** VERPLICHTE OPDRACHT **
Zoek in de gegevens hieronder elke regel waarin het woord "woman" voorkomt, en schrijf al die regels over.

[Opgeslagen gegevens]
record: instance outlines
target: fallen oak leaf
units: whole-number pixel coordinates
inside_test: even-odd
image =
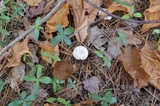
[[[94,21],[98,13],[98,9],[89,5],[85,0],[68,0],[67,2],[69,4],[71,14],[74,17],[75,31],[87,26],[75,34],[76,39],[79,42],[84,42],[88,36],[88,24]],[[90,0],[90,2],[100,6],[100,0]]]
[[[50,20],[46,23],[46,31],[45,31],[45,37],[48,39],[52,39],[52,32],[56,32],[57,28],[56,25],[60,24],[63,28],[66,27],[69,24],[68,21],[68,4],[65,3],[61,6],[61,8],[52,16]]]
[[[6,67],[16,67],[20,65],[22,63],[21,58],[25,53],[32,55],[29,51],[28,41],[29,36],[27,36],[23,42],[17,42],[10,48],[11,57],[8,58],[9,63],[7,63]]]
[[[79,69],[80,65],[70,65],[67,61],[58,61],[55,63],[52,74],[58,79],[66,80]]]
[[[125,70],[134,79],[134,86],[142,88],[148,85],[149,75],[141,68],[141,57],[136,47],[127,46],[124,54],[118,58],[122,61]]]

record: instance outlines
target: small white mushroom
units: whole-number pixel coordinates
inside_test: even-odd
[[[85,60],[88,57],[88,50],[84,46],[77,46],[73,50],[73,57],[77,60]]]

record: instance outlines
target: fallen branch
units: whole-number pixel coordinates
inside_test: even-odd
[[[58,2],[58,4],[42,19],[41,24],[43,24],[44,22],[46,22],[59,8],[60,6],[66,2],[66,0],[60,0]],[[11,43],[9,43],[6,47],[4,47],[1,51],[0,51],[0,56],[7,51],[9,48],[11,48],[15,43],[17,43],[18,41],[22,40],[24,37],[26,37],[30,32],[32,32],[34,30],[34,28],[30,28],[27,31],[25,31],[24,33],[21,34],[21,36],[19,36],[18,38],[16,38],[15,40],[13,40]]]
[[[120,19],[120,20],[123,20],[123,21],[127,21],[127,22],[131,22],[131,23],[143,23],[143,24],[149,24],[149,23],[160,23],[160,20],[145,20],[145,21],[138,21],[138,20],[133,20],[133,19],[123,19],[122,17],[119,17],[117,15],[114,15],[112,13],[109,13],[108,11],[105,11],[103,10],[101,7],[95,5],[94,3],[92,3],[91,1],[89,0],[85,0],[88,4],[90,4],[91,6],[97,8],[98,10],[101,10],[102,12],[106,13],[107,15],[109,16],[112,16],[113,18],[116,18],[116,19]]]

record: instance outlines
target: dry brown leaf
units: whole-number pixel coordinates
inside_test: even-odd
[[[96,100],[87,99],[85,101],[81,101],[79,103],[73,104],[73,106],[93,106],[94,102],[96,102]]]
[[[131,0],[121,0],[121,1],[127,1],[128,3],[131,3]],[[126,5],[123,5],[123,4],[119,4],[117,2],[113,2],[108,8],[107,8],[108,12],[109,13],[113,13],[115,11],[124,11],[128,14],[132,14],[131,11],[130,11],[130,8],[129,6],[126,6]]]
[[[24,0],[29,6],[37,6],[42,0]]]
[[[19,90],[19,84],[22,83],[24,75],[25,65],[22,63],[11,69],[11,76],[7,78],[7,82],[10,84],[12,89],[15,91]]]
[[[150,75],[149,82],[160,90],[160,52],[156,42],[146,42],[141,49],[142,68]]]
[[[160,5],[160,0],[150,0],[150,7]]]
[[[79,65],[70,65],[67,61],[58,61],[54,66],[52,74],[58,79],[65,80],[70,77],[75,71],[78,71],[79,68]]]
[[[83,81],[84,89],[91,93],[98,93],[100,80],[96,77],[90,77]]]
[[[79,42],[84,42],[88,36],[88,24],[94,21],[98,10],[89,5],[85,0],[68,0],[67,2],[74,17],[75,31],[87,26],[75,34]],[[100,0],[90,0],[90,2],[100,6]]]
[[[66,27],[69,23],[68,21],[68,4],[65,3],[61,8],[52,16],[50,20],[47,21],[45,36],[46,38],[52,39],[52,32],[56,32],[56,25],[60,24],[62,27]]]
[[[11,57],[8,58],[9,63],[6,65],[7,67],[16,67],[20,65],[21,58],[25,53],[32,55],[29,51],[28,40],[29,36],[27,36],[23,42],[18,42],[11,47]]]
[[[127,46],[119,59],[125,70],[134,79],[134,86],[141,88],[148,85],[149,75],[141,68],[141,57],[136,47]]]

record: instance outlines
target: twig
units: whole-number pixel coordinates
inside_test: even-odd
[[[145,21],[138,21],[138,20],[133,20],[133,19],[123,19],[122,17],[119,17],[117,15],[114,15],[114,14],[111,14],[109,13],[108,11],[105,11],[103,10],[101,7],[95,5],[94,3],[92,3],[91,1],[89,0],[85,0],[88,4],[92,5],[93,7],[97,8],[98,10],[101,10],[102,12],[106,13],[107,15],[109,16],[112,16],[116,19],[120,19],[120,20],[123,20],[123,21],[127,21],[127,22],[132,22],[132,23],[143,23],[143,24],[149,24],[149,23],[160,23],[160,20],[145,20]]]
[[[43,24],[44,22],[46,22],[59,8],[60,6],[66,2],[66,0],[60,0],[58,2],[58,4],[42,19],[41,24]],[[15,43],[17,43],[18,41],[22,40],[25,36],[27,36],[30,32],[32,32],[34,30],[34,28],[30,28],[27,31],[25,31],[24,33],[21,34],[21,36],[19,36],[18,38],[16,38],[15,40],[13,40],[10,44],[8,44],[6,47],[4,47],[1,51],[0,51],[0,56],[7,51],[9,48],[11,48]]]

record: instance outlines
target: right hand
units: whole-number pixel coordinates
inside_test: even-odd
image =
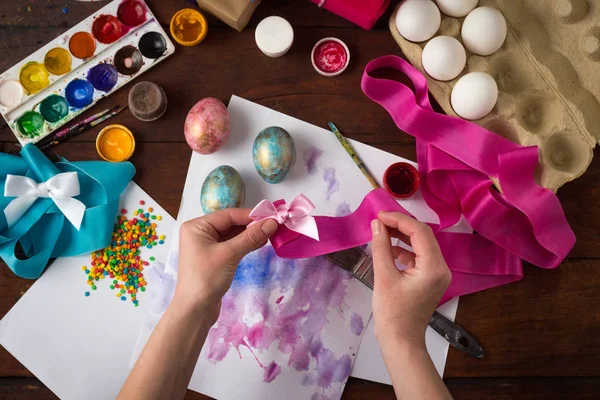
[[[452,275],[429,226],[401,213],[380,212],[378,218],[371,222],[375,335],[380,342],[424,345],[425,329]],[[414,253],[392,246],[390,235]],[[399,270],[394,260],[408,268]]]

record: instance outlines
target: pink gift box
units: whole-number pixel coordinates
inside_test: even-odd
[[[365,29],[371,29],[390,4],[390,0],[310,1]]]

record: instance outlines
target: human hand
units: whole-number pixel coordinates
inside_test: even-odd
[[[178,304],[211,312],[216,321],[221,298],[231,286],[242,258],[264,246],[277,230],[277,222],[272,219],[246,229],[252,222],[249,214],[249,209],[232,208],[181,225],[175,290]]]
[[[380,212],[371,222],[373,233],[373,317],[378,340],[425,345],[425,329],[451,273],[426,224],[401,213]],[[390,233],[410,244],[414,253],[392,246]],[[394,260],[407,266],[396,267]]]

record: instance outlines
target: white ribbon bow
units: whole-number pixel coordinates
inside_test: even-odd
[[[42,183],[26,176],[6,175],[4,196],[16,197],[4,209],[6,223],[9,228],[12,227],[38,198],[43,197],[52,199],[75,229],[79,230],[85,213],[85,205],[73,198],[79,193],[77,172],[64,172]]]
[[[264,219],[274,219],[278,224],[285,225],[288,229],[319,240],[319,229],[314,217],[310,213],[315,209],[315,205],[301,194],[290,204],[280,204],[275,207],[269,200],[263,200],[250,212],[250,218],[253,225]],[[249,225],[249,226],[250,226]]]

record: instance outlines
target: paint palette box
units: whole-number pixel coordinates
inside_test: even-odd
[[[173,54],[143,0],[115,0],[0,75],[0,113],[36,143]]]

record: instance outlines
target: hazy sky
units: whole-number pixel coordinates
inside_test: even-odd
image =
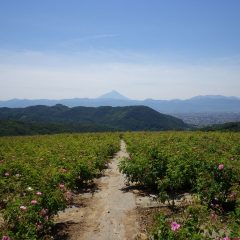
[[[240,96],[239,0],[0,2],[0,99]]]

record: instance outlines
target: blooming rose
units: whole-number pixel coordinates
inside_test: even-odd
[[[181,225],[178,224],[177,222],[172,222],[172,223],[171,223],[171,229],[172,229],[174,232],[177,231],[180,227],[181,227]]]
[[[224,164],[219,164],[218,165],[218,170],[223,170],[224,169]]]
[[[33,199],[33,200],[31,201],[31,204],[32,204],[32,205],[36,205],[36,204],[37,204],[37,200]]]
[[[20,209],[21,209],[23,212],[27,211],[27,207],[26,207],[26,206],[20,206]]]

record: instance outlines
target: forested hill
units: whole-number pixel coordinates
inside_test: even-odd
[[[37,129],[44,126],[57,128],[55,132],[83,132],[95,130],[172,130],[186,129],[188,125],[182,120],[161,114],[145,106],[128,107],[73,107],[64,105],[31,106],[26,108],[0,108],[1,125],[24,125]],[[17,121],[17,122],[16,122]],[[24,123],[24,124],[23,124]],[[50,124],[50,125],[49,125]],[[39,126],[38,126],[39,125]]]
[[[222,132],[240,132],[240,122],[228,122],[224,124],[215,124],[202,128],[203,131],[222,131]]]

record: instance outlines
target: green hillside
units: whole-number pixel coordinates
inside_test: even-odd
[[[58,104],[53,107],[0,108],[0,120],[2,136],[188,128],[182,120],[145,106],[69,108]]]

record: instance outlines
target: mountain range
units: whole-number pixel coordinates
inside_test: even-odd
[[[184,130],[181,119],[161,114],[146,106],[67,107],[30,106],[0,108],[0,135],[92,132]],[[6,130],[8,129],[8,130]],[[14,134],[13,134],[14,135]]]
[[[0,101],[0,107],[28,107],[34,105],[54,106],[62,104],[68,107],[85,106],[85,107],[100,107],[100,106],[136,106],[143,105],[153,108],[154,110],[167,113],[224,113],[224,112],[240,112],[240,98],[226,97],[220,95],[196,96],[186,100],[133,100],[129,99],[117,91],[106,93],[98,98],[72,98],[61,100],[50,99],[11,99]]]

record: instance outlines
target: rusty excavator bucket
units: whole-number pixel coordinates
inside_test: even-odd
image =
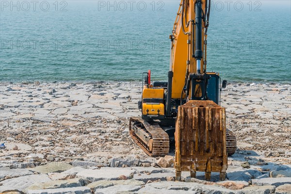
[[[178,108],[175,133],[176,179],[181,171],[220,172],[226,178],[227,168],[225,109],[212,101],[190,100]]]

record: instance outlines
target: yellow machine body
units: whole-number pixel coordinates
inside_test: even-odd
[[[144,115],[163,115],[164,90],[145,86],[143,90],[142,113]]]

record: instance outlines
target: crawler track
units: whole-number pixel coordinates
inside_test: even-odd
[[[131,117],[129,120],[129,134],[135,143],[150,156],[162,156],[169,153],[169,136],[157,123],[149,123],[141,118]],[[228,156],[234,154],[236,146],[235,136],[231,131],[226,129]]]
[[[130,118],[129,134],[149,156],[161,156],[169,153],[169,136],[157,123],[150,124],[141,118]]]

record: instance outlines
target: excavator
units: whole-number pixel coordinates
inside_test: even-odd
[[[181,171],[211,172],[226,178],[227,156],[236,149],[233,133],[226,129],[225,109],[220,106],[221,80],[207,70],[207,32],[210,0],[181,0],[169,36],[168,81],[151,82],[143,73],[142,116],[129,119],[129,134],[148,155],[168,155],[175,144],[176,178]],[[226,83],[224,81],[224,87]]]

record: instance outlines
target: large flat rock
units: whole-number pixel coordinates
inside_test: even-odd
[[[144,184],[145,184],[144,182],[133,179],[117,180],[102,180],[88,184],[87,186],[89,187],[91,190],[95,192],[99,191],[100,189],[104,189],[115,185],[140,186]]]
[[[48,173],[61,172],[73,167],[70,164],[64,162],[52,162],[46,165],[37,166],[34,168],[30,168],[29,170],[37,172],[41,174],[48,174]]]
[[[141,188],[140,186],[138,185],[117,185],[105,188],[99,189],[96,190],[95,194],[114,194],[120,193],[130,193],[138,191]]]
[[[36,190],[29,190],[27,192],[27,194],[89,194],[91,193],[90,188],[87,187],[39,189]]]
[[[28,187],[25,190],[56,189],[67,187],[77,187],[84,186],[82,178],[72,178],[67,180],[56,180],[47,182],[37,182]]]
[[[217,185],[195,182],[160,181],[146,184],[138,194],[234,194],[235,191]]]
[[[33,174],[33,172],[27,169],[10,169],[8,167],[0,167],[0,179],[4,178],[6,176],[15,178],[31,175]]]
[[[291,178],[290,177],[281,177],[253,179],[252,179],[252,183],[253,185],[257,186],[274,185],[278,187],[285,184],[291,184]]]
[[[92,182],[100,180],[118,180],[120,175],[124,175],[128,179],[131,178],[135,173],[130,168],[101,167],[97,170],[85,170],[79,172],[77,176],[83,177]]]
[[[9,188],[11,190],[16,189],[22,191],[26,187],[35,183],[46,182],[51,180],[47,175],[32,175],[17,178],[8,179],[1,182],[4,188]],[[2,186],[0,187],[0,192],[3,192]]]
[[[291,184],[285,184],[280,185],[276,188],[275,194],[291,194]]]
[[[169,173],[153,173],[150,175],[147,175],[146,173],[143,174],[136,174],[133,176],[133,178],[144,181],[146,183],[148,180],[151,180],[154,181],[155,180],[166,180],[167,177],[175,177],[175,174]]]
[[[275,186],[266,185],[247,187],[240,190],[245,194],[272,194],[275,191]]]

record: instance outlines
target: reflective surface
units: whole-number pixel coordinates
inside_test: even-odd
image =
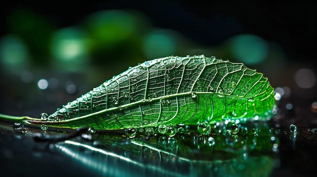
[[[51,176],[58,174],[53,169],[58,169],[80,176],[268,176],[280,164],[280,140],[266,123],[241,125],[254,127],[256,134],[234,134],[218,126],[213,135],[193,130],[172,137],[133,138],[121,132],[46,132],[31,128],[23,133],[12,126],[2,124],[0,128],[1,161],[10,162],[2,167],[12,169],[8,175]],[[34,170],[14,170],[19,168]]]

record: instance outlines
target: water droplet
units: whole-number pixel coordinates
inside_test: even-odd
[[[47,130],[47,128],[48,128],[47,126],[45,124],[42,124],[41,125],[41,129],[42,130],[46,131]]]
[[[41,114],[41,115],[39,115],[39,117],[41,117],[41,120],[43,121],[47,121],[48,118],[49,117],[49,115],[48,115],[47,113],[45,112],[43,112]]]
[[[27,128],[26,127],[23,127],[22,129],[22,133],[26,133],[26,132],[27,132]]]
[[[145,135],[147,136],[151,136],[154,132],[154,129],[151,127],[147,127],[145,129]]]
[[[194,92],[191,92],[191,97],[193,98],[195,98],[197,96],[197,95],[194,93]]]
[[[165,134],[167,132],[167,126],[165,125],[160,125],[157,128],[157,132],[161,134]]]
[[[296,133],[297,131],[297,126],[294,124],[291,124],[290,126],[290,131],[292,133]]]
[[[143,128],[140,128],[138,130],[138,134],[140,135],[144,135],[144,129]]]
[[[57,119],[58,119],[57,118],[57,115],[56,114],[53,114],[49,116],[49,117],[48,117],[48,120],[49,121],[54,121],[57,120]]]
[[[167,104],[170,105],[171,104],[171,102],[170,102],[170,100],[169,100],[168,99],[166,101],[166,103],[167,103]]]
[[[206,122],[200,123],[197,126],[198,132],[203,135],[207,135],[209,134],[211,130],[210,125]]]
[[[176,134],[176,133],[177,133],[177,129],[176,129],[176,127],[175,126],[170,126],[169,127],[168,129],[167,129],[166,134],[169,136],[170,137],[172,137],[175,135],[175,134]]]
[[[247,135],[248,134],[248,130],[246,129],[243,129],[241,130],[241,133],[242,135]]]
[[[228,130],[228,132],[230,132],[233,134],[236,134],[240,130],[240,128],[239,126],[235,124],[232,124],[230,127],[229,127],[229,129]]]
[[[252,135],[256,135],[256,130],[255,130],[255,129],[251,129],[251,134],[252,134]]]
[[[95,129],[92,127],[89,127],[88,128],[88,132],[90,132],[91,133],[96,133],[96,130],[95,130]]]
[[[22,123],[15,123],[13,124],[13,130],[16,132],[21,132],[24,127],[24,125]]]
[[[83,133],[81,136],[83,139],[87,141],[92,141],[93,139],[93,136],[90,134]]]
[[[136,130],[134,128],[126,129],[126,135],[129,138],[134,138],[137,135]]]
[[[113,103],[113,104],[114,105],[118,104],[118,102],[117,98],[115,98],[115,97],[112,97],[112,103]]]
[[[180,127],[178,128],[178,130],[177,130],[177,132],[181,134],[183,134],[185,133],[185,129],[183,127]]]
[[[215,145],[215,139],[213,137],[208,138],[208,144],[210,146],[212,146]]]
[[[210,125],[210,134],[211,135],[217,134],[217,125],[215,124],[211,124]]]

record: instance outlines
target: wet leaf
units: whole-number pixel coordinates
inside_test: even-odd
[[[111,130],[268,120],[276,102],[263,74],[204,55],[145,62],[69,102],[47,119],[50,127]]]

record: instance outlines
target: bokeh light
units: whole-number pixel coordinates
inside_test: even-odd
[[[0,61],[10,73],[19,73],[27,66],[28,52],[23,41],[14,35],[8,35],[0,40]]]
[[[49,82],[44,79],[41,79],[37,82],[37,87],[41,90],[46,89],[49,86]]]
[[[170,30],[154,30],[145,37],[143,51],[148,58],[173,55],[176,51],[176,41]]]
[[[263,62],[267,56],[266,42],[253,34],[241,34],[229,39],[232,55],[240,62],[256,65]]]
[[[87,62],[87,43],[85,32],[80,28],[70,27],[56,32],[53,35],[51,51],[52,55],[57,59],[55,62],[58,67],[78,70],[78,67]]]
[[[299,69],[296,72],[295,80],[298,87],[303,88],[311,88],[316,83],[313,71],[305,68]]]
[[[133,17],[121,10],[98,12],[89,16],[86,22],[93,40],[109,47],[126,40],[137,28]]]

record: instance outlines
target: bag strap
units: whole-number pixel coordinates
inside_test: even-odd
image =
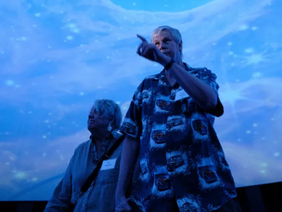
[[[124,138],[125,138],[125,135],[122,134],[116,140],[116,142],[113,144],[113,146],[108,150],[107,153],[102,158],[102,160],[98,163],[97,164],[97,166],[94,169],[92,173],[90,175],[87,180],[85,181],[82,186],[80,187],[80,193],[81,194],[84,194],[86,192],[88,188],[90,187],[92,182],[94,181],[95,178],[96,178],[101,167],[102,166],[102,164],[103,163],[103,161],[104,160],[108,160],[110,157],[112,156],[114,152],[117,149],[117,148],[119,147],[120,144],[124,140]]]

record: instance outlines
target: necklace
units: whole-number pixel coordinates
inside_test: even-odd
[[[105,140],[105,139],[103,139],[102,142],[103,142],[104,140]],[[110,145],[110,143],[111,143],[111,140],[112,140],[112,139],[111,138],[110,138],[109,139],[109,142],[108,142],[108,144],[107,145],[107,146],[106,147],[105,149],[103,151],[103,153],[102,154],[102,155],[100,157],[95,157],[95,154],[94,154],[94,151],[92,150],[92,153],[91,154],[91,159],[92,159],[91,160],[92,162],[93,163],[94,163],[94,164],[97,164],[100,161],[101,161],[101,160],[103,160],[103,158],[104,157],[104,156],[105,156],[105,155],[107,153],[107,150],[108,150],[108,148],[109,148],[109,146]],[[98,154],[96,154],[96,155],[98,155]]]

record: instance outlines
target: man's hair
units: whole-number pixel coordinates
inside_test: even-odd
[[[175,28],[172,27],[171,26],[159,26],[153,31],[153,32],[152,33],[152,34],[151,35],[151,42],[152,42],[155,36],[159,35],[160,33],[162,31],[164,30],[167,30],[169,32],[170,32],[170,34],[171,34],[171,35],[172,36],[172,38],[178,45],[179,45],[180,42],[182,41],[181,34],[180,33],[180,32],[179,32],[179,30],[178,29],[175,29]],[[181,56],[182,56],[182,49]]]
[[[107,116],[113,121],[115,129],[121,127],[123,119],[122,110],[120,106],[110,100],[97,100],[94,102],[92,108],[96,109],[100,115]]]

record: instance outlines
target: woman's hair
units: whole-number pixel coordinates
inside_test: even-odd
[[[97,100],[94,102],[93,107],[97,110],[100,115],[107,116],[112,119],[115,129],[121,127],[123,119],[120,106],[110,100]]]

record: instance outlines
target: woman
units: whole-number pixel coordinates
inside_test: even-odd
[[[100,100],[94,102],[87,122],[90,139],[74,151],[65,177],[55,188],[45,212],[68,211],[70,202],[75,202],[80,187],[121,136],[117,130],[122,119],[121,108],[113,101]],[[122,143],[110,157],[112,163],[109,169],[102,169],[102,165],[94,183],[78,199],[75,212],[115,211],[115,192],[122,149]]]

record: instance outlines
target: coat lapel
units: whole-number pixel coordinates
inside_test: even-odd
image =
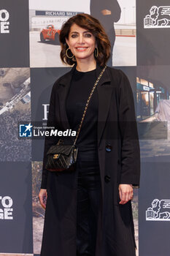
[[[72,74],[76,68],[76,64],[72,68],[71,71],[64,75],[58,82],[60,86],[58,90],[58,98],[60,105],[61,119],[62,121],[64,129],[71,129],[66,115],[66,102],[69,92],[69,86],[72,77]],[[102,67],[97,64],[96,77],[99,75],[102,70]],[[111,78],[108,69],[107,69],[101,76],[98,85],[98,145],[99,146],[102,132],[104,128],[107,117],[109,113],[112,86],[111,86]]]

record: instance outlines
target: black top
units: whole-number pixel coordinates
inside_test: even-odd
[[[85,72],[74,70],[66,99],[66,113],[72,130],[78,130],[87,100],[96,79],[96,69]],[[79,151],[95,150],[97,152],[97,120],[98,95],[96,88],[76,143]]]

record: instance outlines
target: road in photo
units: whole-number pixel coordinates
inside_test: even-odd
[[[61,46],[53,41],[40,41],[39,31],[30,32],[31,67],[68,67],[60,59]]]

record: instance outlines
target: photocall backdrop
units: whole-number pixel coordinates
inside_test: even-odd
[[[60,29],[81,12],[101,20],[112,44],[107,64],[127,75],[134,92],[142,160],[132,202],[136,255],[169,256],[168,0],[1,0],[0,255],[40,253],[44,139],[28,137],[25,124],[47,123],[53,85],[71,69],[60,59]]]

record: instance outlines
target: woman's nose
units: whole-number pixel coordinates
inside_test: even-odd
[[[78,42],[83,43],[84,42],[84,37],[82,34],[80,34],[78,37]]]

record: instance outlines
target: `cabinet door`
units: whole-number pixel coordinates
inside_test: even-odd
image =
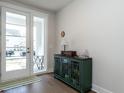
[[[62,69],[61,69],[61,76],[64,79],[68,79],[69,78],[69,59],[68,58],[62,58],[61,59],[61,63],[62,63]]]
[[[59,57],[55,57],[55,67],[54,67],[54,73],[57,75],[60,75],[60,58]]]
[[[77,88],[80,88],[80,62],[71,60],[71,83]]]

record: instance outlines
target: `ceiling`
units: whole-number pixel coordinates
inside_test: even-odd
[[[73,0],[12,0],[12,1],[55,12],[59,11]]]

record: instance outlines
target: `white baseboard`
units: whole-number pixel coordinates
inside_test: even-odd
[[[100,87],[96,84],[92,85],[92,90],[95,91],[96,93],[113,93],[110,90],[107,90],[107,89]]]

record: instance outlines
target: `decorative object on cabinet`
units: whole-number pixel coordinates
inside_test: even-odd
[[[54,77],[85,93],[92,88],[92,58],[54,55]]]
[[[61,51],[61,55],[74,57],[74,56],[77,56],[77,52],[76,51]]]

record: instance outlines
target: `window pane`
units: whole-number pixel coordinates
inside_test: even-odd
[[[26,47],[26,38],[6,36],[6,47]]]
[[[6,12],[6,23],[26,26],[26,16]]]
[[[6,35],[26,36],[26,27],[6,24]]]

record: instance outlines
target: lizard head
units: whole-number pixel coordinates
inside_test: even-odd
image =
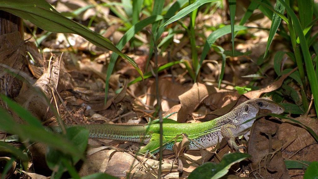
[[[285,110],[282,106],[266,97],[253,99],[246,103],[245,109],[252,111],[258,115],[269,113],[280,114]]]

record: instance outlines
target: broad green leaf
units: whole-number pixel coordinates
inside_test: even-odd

** VOLLEDIG ANTWOORD **
target: woman's hair
target: woman
target: woman's nose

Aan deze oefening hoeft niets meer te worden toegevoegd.